PAGE EXTRACT —
* * * * * * *

Monday, November 7, 2016

Big data, what's in a name?

Last week I announced I am going to do a blog series about big data items and explain them in a straightforward way.
Well, naturally I have to start with big data because everybody talks about it, but nobody can exactly say what it is.

You can find many definitions of big data online.

Gartner explains Big Data as

 "Big data is high-volume, high-velocity and/or high-variety information assets that demand cost-effective, innovative forms of information processing that enable enhanced insight, decision making, and process automation."

This a very business-driven definition.

Technology vendors like Microsoft define it as:

“Big data is the term increasingly used to describe the process of applying serious computing power—the latest in machine learning and artificial intelligence—to seriously massive and often highly complex sets of information.”

Lots of tech-talk in a definition about data.

A more straightforward definition is given by big data expert Bernard Marr:

 "Big data refers to our ability to collect and analyze the vast amounts of data we are now generating in the world."

In other words, all definitions above state it's not about the data itself , but the way we utilize the data which is now generated in a huge amount.

Mind you, big data today is small data, or just data, in a few years from now.

Big data, it's just data, only we now learn how to use it.

Friday, October 28, 2016

Big Data, deep learning, neural networks. Blimey, now I'm confused!

Yesterday I went to the BI-Podium Event 'De achterkant van Big Data' in Amersfoort.
A great event with fascinating presentations about big data, technology and even ethics.

Many Dutch companies in data science like Big Data Lab, Xomnia and Many2More were present.
Also a great endnote by Donna Burbank, which was a great boost for starting data scientists.
Awesome to see there are a lot of Dutch Big Data enthousiasts and there was enough time for networking.
Thank you Visser & Van baars Recruitment for this opportunity.

As a data scientist with a bio-informatics and software testing (also lots of analysis) background I was able to follow the presentations.
A lot of terms were not new for me, but is that also true for my fellow SaaS enthusiasts from my TestingSaaS-community?
I  already wondered why big data terms like deep learning, neural networks, machine learning etc.are mostly explained from a marketing (too easy) or development (too technical) viewpoint?
Luckiliy, this was not the case at this BI-Podium Event.

So, I got the idea for a blog series on explaining these big data terms in a straight forward way without the marketing and technical phrases.
This way I want to help new big data enthusiasts not too get scared of all these terms, but give them a starting point to explore this new sexy discipline data science.

That's why I founded TestingSaaS, to explain the world of SaaS in a straightforward way.

Stay tuned for my blog series on Big Data as-it-is!

Tuesday, October 18, 2016

DataOps: Combining data analytics and DevOps

Blogging and writing articles for Fixate is fun!
Next to learning about the Fixate customers like Sumo Logic and PagerDuty it is also exciting to combine IT disciplines in 1 article.
As you already know I am a trained software tester interested in data science.
Fixate is DevOps oriented, so I investigated if data science is related to DevOps.

* * * * * * *

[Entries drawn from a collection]

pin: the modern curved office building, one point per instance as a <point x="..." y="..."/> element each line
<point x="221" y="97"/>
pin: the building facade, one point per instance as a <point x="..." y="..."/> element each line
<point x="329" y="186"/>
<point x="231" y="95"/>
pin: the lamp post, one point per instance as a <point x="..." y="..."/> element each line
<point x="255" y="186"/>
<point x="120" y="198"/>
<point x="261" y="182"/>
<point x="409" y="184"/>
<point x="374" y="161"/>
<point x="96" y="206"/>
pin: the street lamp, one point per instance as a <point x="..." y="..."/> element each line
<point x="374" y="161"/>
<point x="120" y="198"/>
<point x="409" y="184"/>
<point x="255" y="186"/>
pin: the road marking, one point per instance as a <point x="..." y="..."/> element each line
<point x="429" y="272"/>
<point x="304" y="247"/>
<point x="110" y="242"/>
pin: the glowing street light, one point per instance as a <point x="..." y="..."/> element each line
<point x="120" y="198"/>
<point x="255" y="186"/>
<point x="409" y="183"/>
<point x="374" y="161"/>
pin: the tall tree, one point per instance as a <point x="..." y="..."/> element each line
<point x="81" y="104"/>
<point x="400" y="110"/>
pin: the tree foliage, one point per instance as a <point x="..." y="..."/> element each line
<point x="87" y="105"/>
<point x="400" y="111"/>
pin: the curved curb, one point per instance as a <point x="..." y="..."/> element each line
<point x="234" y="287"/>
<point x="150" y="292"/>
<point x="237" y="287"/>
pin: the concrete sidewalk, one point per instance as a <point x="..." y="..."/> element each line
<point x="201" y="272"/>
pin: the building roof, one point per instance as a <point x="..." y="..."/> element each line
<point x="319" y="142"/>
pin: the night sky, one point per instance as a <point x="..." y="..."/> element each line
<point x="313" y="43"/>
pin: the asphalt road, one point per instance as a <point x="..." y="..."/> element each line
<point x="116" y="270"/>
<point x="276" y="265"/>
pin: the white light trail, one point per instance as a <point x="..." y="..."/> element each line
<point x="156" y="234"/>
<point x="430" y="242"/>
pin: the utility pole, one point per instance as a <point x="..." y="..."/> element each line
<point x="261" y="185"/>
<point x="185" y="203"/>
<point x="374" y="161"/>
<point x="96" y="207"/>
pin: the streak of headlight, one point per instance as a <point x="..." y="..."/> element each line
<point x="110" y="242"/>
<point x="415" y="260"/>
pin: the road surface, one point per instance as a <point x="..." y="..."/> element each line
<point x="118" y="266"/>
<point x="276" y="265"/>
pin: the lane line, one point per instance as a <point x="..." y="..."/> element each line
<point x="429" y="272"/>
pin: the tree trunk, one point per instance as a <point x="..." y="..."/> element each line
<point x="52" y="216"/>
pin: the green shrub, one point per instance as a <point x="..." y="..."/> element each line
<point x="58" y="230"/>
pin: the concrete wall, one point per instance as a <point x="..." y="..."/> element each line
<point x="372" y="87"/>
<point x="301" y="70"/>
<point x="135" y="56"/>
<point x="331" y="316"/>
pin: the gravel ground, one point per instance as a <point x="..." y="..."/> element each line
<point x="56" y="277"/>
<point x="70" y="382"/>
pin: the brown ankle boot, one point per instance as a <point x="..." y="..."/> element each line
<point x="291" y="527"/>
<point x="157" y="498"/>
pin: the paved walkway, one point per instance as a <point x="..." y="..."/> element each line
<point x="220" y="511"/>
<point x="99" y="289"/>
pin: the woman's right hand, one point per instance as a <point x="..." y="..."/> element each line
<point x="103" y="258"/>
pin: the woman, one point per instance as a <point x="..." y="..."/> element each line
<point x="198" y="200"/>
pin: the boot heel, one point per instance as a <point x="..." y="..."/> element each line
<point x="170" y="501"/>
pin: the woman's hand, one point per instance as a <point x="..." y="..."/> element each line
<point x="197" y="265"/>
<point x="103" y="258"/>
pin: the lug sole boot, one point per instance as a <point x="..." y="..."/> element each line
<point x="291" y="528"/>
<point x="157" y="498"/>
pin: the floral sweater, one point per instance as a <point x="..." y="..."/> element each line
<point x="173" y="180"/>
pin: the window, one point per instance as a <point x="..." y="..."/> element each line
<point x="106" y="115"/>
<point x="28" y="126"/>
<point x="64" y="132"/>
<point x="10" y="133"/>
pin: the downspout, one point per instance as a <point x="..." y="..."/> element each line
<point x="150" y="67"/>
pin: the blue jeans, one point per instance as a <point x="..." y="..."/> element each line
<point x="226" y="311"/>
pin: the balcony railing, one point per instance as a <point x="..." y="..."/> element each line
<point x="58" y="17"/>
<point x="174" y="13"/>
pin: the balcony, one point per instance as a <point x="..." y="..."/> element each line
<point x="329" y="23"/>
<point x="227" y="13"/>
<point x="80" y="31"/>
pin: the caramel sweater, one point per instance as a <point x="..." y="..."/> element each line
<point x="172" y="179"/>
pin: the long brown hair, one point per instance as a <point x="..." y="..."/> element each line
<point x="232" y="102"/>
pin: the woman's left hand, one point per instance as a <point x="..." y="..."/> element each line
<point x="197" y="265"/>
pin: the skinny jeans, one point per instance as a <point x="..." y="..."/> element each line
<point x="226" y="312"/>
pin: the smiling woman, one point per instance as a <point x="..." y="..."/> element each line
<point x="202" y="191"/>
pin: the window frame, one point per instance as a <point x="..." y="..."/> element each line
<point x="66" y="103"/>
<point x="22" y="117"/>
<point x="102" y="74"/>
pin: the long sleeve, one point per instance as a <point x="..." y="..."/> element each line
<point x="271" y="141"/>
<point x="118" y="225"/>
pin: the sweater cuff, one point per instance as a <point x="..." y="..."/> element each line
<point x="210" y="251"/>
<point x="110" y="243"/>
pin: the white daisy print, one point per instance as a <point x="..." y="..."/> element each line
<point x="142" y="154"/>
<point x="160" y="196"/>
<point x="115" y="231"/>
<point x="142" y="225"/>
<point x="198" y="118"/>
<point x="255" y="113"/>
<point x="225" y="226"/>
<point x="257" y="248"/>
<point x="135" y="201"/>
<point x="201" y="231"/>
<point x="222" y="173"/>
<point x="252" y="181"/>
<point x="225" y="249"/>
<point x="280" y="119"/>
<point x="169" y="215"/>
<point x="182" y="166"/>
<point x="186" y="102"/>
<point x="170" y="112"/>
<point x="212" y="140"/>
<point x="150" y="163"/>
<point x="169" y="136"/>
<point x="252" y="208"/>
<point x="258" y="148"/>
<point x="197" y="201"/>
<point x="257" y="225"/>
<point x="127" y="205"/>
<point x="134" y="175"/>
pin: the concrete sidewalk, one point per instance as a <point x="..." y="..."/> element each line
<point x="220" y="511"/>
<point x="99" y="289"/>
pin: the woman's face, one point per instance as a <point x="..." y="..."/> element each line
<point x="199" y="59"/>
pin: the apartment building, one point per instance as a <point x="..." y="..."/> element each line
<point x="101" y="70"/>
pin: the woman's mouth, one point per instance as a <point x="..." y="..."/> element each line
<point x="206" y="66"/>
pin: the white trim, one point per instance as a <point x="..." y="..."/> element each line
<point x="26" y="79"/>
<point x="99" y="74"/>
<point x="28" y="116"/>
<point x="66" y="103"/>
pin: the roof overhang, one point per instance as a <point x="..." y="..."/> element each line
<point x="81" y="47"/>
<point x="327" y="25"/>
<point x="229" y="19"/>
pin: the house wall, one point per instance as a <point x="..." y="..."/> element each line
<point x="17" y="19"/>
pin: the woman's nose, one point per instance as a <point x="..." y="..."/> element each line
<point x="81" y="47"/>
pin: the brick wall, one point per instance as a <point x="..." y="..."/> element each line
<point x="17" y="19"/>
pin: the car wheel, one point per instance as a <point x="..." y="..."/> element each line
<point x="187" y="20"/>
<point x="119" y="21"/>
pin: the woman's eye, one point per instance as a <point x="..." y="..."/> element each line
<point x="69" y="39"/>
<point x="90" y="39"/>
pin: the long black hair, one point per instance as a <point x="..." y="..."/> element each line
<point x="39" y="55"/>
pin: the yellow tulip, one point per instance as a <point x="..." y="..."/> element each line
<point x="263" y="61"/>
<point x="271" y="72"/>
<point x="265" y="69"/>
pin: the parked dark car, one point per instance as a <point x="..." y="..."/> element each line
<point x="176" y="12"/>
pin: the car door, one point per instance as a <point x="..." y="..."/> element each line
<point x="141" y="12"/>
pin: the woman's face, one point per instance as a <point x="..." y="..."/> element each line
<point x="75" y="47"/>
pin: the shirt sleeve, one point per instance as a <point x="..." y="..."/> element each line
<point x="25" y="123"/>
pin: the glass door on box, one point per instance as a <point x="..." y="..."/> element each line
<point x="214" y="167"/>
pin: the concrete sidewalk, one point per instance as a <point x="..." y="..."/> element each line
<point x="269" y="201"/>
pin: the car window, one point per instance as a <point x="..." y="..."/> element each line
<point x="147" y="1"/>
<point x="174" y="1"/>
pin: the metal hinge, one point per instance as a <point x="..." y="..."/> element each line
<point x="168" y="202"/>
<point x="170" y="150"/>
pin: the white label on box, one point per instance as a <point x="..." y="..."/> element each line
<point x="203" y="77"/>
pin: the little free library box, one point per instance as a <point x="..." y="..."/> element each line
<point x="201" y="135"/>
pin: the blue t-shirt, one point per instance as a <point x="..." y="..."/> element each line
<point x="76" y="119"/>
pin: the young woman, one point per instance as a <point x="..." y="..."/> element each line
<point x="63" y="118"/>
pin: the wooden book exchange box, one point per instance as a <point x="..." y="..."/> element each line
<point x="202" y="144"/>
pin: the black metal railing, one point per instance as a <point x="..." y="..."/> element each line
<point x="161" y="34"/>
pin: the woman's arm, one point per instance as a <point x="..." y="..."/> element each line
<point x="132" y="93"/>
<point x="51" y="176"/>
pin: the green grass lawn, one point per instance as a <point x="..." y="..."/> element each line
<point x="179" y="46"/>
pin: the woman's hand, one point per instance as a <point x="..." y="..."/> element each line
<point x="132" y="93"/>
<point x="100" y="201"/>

* * * * * * *

WHAT YOU NEED TO DO — Set down the passage from the big data blog page word for word, starting with "In other words, all" and going on through "Many2More were present.". Nothing in the listing is needed here.

COMPLETED EXERCISE —
In other words, all definitions above state it's not about the data itself , but the way we utilize the data which is now generated in a huge amount.

Mind you, big data today is small data, or just data, in a few years from now.

Big data, it's just data, only we now learn how to use it.

Friday, October 28, 2016

Big Data, deep learning, neural networks. Blimey, now I'm confused!

Yesterday I went to the BI-Podium Event 'De achterkant van Big Data' in Amersfoort.
A great event with fascinating presentations about big data, technology and even ethics.

Many Dutch companies in data science like Big Data Lab, Xomnia and Many2More were present.